══ Exercise input ══

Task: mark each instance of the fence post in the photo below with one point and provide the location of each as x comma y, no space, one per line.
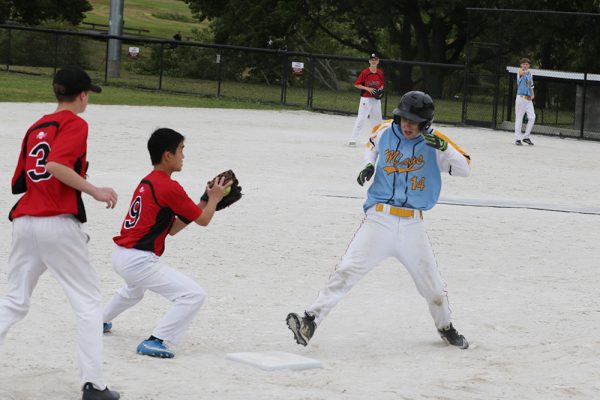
284,77
219,73
509,101
55,51
463,117
162,51
310,83
8,50
106,64
584,95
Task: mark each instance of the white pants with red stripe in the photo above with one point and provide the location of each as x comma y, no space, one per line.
57,244
380,236
522,107
143,270
368,108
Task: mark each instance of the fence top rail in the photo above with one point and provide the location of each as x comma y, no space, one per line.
549,12
562,75
287,53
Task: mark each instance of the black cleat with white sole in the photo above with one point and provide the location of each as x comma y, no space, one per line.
451,336
302,328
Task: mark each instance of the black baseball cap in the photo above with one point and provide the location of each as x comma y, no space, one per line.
73,80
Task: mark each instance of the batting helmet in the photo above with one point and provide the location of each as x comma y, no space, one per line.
415,106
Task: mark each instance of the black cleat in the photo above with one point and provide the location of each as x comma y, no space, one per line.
452,337
91,393
302,328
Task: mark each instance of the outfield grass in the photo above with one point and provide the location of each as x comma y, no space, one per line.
161,17
17,87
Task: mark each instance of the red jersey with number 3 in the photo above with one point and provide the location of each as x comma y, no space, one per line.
370,79
62,138
156,202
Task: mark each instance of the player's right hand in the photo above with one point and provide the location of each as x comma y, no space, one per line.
366,174
217,191
106,195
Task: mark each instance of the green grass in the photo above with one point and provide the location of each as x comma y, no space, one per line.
17,87
161,17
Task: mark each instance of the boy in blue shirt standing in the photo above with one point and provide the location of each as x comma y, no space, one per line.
407,158
524,103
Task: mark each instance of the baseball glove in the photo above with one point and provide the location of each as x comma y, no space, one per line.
378,94
234,194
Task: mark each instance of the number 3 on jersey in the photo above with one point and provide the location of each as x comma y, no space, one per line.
39,153
418,183
135,210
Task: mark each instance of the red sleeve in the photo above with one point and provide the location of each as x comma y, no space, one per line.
361,78
19,183
70,143
182,205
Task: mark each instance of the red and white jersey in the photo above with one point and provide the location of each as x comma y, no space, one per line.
155,203
62,138
370,79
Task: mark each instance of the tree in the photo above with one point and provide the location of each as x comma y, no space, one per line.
34,12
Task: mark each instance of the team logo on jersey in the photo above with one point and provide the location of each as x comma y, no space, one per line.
400,165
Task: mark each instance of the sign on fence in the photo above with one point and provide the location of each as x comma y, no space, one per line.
133,52
297,68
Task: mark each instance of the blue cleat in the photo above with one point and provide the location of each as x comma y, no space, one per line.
154,348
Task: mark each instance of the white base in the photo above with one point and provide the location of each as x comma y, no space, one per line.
274,360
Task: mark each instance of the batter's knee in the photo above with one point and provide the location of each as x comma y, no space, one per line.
193,297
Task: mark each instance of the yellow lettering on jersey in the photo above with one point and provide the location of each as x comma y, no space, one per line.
418,183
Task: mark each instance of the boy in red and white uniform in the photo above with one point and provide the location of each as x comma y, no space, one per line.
160,206
47,224
369,107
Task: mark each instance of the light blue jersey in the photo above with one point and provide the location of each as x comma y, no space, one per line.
408,171
525,84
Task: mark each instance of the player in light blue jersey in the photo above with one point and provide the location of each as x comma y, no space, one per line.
407,158
524,103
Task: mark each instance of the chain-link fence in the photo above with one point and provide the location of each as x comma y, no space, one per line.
561,46
320,82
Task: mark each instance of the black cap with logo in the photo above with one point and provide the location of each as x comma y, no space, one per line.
73,80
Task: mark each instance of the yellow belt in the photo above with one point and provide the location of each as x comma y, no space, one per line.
399,212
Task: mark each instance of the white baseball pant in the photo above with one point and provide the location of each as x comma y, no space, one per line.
57,244
368,108
522,107
143,270
380,236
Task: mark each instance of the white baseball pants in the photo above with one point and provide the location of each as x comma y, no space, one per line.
368,108
143,270
57,244
522,107
380,236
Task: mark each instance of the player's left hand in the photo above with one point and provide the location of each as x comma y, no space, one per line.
434,141
366,174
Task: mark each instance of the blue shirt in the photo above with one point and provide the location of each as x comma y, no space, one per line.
408,171
525,84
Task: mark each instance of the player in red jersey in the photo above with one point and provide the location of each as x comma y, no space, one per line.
47,224
159,206
368,81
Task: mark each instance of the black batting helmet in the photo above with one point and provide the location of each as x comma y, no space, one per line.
415,106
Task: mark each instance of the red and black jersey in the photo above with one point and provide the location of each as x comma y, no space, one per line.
155,203
62,138
370,79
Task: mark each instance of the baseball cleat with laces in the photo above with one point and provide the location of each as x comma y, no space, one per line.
451,336
302,328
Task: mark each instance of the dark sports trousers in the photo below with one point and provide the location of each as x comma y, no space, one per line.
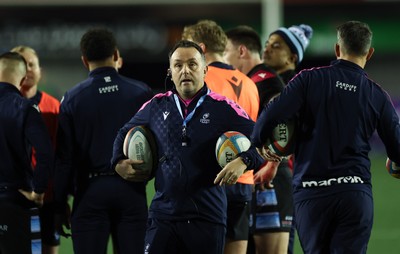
109,205
182,237
339,223
19,225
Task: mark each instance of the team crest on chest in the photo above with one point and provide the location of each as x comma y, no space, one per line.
205,119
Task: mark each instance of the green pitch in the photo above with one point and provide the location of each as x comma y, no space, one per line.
385,236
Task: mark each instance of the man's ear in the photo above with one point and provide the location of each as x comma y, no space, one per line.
115,55
85,62
337,50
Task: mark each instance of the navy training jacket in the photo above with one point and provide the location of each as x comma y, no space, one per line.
21,128
339,108
184,179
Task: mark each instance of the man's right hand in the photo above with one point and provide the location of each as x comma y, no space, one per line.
62,220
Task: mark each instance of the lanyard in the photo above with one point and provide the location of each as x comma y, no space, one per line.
189,116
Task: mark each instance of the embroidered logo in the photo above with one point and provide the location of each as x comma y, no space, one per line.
237,88
165,115
346,87
205,119
333,181
108,89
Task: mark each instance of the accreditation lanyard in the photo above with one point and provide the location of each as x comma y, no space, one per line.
185,139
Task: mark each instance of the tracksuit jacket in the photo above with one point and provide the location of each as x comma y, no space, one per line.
339,108
21,128
185,174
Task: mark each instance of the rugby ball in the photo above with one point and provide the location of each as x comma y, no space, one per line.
281,140
393,168
229,144
139,144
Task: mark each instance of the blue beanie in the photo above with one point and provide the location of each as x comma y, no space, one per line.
297,38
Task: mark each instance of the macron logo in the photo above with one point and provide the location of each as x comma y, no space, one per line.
165,115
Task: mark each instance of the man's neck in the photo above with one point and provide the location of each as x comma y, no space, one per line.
28,92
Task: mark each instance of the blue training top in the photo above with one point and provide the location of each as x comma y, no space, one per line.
184,179
91,113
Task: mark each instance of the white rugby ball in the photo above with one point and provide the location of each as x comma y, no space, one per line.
281,140
139,144
229,145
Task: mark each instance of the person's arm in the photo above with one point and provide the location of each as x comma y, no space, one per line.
389,130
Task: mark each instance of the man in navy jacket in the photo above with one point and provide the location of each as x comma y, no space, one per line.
91,114
338,109
188,211
21,188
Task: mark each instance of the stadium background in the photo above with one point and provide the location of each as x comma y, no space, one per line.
146,29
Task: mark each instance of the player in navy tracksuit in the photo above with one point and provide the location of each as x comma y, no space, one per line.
90,116
188,211
21,128
338,108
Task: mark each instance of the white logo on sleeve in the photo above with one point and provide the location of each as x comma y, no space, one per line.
333,181
205,119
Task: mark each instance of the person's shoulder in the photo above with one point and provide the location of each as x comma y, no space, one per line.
225,104
51,99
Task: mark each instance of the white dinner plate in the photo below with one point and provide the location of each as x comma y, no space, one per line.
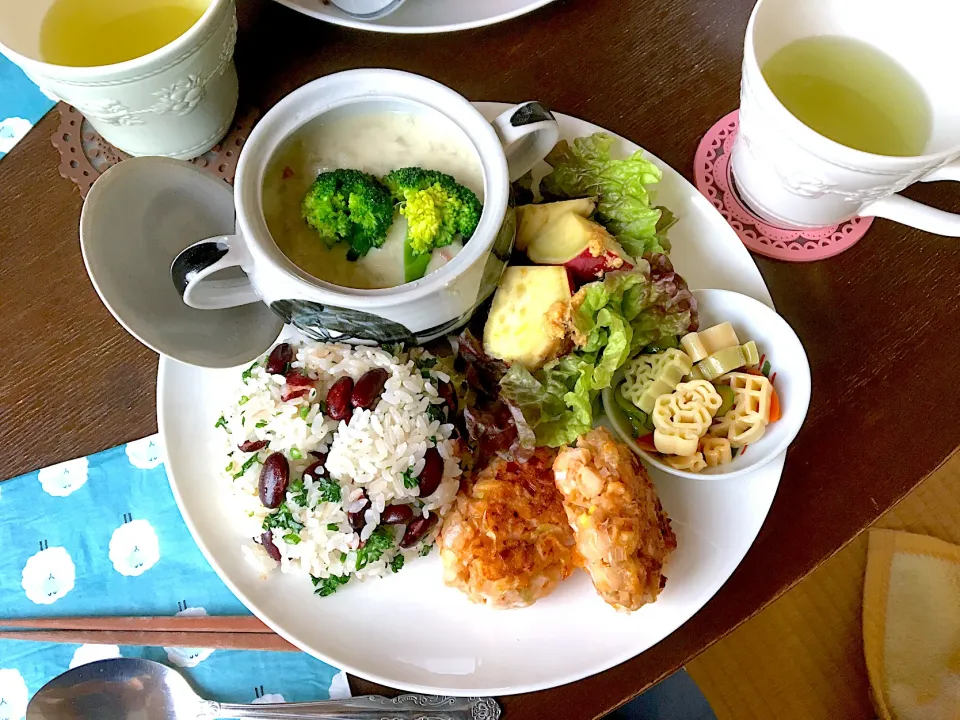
410,631
424,16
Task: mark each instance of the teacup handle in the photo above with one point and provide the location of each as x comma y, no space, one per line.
910,212
528,132
192,267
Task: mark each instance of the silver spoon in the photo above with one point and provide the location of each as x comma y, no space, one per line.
134,689
367,9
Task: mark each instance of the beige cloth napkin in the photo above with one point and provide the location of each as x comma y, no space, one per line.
911,626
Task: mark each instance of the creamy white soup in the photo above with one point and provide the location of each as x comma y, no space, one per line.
376,143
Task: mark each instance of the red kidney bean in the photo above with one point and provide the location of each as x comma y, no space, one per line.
338,399
432,473
295,378
316,471
369,387
279,358
417,530
356,519
274,478
396,514
252,445
292,393
449,395
272,550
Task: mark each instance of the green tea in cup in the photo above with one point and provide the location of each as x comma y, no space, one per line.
852,93
91,33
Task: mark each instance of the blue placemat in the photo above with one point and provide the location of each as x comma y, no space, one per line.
103,536
21,106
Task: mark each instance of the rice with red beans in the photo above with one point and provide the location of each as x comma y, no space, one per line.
377,452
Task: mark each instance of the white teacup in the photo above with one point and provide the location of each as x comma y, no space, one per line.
416,311
794,177
177,101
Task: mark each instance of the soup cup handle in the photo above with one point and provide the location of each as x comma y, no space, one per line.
910,212
528,132
192,268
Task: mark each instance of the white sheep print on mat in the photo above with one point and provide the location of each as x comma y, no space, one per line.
103,536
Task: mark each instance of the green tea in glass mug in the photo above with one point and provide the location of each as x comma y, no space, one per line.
852,93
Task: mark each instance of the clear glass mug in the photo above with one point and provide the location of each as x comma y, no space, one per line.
792,176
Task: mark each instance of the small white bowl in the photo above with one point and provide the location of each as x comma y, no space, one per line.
776,339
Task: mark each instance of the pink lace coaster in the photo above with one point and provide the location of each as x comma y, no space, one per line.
713,179
85,156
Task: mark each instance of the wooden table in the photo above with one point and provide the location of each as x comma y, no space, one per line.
881,322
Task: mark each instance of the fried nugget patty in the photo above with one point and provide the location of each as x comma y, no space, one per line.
623,534
506,542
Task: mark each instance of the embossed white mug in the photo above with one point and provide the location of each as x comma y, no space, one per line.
794,177
177,101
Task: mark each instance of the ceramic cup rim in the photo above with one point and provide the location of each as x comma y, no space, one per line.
804,135
185,43
324,96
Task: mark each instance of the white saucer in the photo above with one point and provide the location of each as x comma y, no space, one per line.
137,217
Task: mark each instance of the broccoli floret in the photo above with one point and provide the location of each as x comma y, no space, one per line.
436,206
349,206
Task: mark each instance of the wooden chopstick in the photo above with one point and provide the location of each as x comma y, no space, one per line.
212,640
195,623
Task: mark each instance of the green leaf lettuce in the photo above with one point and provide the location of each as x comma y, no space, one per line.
624,208
614,319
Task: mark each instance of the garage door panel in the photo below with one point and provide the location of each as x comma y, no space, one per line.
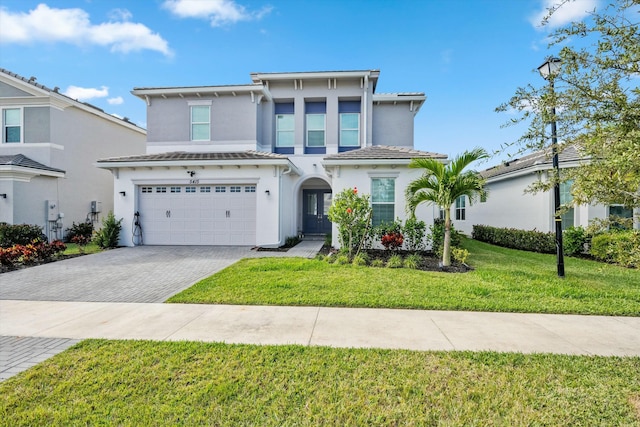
198,215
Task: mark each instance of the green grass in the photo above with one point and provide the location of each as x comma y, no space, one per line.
132,383
73,249
503,280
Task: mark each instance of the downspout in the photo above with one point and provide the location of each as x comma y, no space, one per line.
366,118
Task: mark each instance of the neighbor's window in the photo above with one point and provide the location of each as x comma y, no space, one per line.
461,208
200,123
285,124
349,123
383,192
566,197
316,119
12,124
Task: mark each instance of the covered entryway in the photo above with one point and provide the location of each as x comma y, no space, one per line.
222,214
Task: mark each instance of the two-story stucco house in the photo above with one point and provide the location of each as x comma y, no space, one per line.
255,163
49,147
509,205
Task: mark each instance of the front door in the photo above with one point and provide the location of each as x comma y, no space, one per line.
315,207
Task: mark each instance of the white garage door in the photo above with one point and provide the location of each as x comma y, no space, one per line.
198,214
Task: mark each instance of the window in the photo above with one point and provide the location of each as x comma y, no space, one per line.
285,124
383,192
349,123
461,208
618,212
12,125
200,123
565,198
316,118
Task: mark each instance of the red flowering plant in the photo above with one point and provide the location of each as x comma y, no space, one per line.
352,214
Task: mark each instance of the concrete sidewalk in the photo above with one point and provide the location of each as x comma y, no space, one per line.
336,327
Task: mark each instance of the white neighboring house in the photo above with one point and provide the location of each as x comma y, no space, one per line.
48,150
256,163
507,205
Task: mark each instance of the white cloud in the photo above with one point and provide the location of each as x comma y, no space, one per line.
45,24
86,93
218,12
570,11
115,101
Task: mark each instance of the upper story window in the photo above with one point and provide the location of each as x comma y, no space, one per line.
349,123
461,208
200,123
383,195
12,125
316,124
285,124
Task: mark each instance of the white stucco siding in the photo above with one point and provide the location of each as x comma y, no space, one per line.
508,206
265,178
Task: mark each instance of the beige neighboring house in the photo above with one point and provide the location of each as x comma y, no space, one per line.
49,147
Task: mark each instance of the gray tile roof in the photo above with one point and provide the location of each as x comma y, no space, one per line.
185,156
25,162
384,152
537,159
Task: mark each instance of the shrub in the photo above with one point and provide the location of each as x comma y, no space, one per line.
377,263
573,240
414,232
394,261
109,235
20,234
360,259
82,229
412,261
460,255
437,236
526,240
352,213
619,247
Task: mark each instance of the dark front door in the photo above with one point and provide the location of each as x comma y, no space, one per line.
315,210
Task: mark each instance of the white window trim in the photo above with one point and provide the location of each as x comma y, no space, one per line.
21,124
324,130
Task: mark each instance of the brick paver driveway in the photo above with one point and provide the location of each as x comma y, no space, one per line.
139,274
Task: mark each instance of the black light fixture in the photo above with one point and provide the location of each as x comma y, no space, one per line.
549,70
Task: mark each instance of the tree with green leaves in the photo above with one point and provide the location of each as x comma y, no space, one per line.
597,103
442,184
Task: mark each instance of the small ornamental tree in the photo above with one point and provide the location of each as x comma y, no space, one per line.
352,214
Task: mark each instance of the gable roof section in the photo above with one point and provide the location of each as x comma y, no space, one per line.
540,160
380,154
61,101
182,158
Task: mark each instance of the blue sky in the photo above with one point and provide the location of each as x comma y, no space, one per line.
467,56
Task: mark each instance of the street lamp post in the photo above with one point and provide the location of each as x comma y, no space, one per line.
549,70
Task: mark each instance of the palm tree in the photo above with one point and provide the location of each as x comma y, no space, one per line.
442,184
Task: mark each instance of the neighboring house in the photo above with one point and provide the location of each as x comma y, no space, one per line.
507,204
48,150
254,164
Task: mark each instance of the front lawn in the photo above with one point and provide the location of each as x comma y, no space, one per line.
503,280
132,383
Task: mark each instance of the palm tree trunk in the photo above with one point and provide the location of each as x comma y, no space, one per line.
446,250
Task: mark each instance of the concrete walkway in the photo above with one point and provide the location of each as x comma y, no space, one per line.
336,327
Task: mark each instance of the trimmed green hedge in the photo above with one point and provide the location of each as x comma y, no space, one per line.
525,240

═══

From the line that contains "Task: mark each instance of the palm tree in" to the last line of the data, write out each line exactly and add nothing.

| Solution to this problem |
Task: mark each instance of the palm tree in the photo above with one point and provide the location of each as x comma y, no space, one per line.
442,184
Task: mark each instance of the neighboring house in the photo above with one point and provide the location of each as x comma y, no space, one per line.
507,204
48,150
254,164
Task: mark each instance of the front lawn in the photo above with one point and provide the location of each as x comma y, no space, one per line.
503,280
132,383
Task: mark each instance of the palm tree trunk in the photo above with one point and provide the location of each as x comma y, no space, one per line.
446,250
Task: mark each instance of the concrete walkway in the photo above with one point and provide the location of each as x comma y, no space, one per line.
336,327
Task: mark each instance of the trimmed green hedge in the photo above with one point and provide the location of each as x comma y, no space, one per line.
525,240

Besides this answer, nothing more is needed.